▶ To be done
Reproduce each of the following rows verbatim, without any change.

(A run of rows)
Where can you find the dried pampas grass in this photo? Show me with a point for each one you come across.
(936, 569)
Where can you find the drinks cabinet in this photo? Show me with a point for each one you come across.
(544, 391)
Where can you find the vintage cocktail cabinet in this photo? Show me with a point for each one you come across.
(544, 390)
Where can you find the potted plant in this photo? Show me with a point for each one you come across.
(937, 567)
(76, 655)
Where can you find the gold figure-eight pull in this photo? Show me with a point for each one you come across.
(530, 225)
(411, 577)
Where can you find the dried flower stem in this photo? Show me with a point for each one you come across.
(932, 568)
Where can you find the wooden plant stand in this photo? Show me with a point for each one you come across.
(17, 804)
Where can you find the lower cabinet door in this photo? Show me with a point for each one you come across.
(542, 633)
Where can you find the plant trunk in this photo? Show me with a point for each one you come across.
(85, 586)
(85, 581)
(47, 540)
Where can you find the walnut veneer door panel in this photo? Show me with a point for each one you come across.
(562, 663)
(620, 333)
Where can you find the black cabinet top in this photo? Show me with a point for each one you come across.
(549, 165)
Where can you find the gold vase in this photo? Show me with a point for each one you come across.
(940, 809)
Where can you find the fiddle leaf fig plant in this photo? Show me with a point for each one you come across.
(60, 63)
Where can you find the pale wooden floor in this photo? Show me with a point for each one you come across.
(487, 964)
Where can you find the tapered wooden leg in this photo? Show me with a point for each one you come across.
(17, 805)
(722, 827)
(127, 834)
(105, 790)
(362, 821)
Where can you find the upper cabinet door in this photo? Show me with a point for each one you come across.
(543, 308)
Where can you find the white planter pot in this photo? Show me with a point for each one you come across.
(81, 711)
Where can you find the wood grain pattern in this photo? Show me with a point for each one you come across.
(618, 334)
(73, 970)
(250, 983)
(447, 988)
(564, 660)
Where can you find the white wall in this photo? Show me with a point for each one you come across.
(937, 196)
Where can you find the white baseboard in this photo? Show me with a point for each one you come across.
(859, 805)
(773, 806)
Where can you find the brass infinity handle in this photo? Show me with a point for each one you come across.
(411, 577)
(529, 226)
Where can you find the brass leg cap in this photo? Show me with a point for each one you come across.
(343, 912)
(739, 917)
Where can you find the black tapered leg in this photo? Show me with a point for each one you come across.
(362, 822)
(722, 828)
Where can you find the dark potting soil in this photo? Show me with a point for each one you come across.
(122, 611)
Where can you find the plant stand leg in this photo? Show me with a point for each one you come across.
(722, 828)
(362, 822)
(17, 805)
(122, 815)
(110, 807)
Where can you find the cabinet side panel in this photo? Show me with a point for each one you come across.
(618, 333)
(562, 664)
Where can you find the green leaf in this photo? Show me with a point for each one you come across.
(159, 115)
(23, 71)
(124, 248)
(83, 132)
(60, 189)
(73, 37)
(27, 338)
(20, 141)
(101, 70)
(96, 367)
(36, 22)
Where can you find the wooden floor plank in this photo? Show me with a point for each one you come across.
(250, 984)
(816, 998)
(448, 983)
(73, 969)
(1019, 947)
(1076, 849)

▶ Written answer
Where can you find the dried pampas grass in this photo? Show me with a point for each one you come across.
(936, 569)
Where can you find the drinks cabinet in this photo? Show me with a point for each one you come across.
(544, 391)
Where can you find the vintage cocktail cabinet in this photo? Show me with a point for each one you come across.
(544, 390)
Where can you find the potted plant in this photo? Show me with a point for each one you come across.
(937, 567)
(76, 655)
Where can you find the gold figure-eight pull in this photo? Show me with a point for each one you come across.
(530, 225)
(411, 577)
Where can you find the dried flower stem in this photo? Show me with a point for each one you come across.
(932, 568)
Where can you find the wooden plant stand in this photo? Show me with a point for each one you come across.
(17, 804)
Where can you find the lower cabinet door in this photo? Show me with a point for each one you come across.
(542, 633)
Where can you find the plant trunk in this photo? Show me with a point for each one you come across.
(85, 586)
(85, 581)
(47, 540)
Where can you find the walnut veneer door panel in this photo? Show me with a point for each one you come across.
(562, 663)
(620, 333)
Where can you find the black cabinet top in this photo? Show me with a point for each one you come across.
(549, 165)
Where can you find the gold vase in this photo? Show me with a point for each one you come across.
(940, 809)
Where can you find the fiddle leaf fig plant in this photo? Show me with a point for each one you come across.
(60, 63)
Where can you find the pale wooden floor in this photo? Show me with a point for each one you come across.
(487, 964)
Where can you find the tapered wooden leg in this photo? Show me with a point for each one you come across.
(17, 805)
(722, 827)
(127, 834)
(105, 790)
(362, 821)
Where can you find the upper cabinet door in this photo? Show me with a point for each one you come across.
(543, 308)
Where can you find the white planter pot in this photo? Show me with a point for each one you come across.
(81, 711)
Where can you find the wood grain pattern in this photo? Show me with a point for each one you come across.
(618, 334)
(73, 970)
(250, 983)
(447, 988)
(564, 660)
Where can you find the white wall in this photo? Show me with a point for each one you come across.
(937, 196)
Where can you find the white baseboard in this photo? Show me with a point for each one you come across.
(859, 805)
(773, 806)
Where can you find the brass infinity handle in this photo? Show me with a point for each one you come across.
(411, 577)
(529, 226)
Where can you find the brass leg cap in this photo? Show me with a point for each one you come across.
(343, 912)
(739, 917)
Where can you find the black tapered leg in this photo? Show me with a point for each one you come across.
(362, 822)
(722, 828)
Where can you find the dark potting soil in this photo? Show me with a point for each one you come across.
(122, 611)
Where can you find the plant stand leg in this photo? Show me with a point for each one you come across.
(722, 828)
(362, 822)
(17, 805)
(122, 815)
(110, 807)
Where can you find the cabinet side panel in this photo? Show me with a point for each one you come across.
(618, 333)
(562, 664)
Where can you find the green leaf in this photo? Show me with a point for each one you come across.
(159, 115)
(23, 71)
(124, 248)
(83, 132)
(60, 189)
(73, 37)
(27, 338)
(20, 141)
(101, 70)
(96, 367)
(36, 22)
Where can you find the wooden floor plank in this photo? Show me with a point for each one you come across.
(250, 984)
(816, 998)
(448, 983)
(73, 969)
(1019, 947)
(1076, 849)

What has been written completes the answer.